WHAT NEEDS TO BE DONE: Find each line in the entries that contains the string "human" and copy those lines. The match is case-sensitive.

GIVEN DATA:
/---

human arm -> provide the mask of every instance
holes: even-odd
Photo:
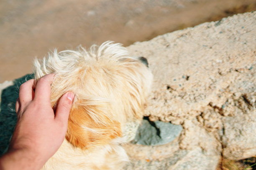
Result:
[[[0,158],[0,169],[39,170],[63,142],[74,95],[64,94],[54,113],[50,103],[54,78],[52,74],[42,77],[35,89],[33,79],[20,86],[17,122],[8,151]]]

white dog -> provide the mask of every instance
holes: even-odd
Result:
[[[75,94],[66,139],[42,169],[121,169],[128,158],[120,144],[134,138],[152,80],[147,65],[111,42],[36,59],[36,80],[55,73],[54,109],[65,92]]]

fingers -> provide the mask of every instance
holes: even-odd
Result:
[[[55,112],[55,119],[63,122],[67,122],[69,112],[74,94],[71,92],[67,92],[61,98],[58,104]]]
[[[16,104],[15,105],[15,110],[16,110],[16,114],[18,116],[18,112],[20,109],[20,98],[18,98],[16,101]]]
[[[33,86],[34,82],[34,79],[31,79],[22,84],[20,87],[19,98],[20,105],[26,105],[26,103],[33,100],[34,97]],[[16,110],[16,111],[18,110]]]
[[[41,78],[36,84],[35,90],[35,100],[42,102],[50,102],[51,85],[53,81],[54,74],[50,74]]]

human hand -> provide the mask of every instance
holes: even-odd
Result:
[[[41,78],[35,89],[33,79],[20,86],[15,106],[17,122],[8,151],[0,158],[2,168],[40,169],[63,142],[74,94],[64,94],[54,113],[50,102],[54,78],[53,74]]]

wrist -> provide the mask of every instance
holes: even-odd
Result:
[[[0,170],[40,170],[44,163],[26,149],[12,150],[0,158]]]

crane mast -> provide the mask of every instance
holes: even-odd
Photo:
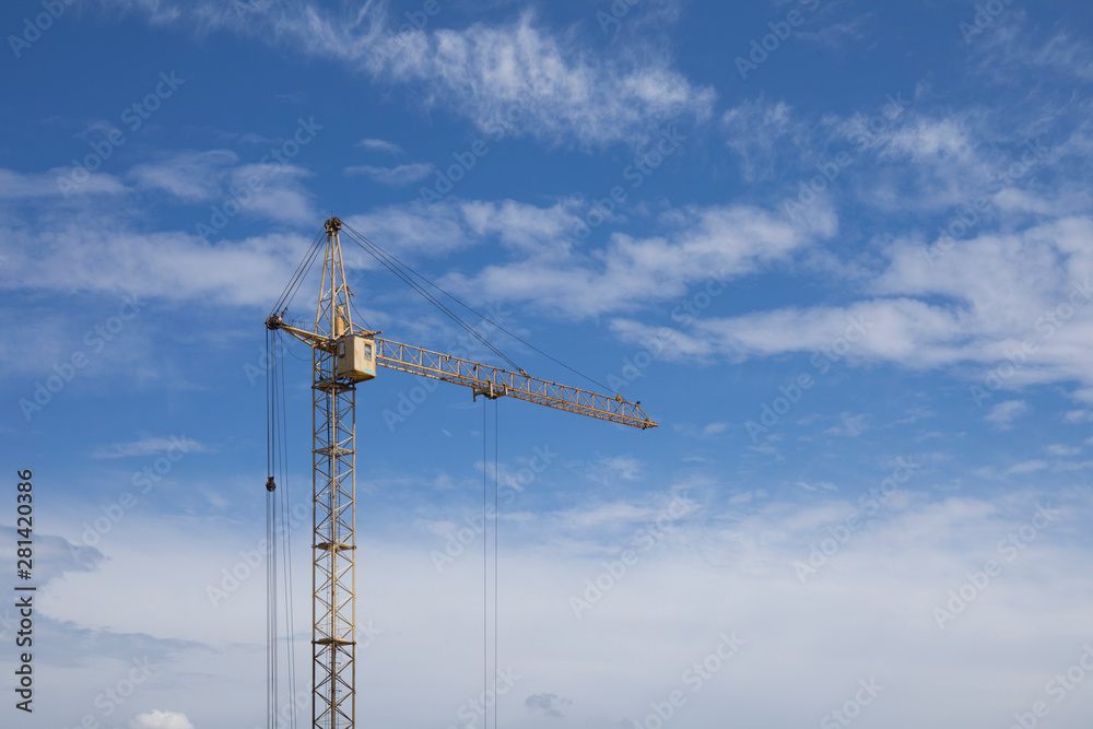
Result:
[[[326,222],[327,249],[315,333],[352,326],[341,221]],[[356,383],[339,377],[336,352],[312,348],[312,722],[353,729],[356,716]]]
[[[470,362],[379,339],[352,321],[340,231],[325,224],[322,281],[315,331],[266,319],[312,348],[312,725],[353,729],[356,717],[356,384],[376,366],[473,389],[474,396],[510,396],[591,418],[647,428],[640,403],[559,385],[527,373]]]

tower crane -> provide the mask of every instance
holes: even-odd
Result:
[[[462,385],[473,397],[510,397],[559,410],[631,425],[656,427],[638,402],[560,385],[420,346],[381,339],[352,319],[353,292],[342,260],[342,221],[330,217],[315,330],[287,324],[277,309],[270,330],[291,334],[312,349],[312,725],[355,726],[356,619],[356,414],[359,383],[377,367]],[[318,240],[318,238],[317,238]],[[316,248],[315,252],[317,252]],[[302,264],[303,266],[303,264]],[[298,273],[298,271],[297,271]],[[272,486],[272,478],[268,482]]]

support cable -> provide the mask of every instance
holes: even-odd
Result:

\---

CORRECT RESPONSE:
human arm -> provide the mask of every instance
human hand -> provide the mask of every instance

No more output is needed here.